* begin TEXT *
My Quant Hedge Fund (Crypto and Digital Assets) Finally Launches in 2 Weeks

justinmantra66's picture
Rank: Chimp | 14

After over 8 months of preparation, formation, operations construction and meeting with prospective team members, my quant hedge fund is finally launching. It's being led by myself as well as a former 15 year Goldman alum. Been a pretty longtime lurker on WSO from a different account (Don't have access to the email on it) but I thought I'd make a post to hear some of your guys' thoughts and any ideas you might have.

We're not a long-crypto fund, which is the main belief system of the fund, and I guess our edge. The goal was to derive the tech and process in a traditional quant fund and apply it to crypto/digital assets because the usability in these markets were a lot more attractive for the strategies we had going in equities and derivatives. In the middle of (if you want to call it) a 'crypto recession', our backtesting results are looking pretty sweet, yielding green year-to-date ROI. The basis was to establish unbiasedness in the trading so while we might not have super monster returns in years like 2017, we survive years like 2018.

Happy to answer any questions if I can also. Thanks, looking forward to hearing any thoughts on the subject!
* end TEXT *
Summarize the post in two sentences.
* begin PROVIDED DATA *
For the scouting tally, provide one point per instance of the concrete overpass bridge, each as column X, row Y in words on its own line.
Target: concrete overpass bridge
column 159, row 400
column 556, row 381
* end PROVIDED DATA *
**THE REPLY:** After more than eight months of preparation, the author's quant hedge fund for crypto and digital assets is launching, led by the author and a former 15-year Goldman alum. Rather than being a long-crypto fund, it applies the technology and process of a traditional quant fund to crypto and digital assets, and its backtesting shows green year-to-date ROI, with unbiased trading meant to survive years like 2018 even without monster returns in years like 2017.